**Aim**
List every line in the entries below that contains the word "wedding". Case counts.

**Records for the exercise**
++++
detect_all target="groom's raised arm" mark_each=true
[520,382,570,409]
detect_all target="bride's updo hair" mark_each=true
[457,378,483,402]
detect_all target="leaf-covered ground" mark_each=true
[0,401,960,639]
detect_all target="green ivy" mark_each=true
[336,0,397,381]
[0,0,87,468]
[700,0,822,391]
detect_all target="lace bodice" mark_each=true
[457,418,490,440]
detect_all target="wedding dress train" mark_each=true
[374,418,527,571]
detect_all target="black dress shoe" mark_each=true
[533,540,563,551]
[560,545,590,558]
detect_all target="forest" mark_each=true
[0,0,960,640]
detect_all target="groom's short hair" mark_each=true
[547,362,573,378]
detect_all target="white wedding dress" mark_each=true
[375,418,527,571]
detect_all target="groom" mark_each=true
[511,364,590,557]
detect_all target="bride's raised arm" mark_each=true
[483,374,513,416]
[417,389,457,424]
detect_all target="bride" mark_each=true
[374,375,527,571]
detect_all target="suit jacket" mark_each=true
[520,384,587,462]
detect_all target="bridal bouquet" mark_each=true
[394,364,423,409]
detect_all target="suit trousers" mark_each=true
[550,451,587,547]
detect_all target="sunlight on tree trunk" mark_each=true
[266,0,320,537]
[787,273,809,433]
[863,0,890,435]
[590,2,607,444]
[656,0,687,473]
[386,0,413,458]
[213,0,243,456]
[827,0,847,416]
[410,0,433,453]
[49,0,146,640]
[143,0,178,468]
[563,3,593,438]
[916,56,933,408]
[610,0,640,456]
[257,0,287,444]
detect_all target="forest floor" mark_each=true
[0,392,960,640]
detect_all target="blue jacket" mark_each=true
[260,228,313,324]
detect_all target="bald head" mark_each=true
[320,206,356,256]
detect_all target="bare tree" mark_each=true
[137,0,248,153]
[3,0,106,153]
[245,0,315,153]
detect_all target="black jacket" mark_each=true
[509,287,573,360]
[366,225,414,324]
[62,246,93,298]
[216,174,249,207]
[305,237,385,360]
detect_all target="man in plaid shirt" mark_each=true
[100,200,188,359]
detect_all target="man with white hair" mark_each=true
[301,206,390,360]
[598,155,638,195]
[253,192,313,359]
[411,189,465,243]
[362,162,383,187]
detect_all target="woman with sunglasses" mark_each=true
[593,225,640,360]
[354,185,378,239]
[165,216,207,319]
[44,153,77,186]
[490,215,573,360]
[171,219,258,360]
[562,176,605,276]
++++
**Expected answer**
detect_all target="wedding dress train" mark_each=true
detect_all target="white wedding dress" mark_each=true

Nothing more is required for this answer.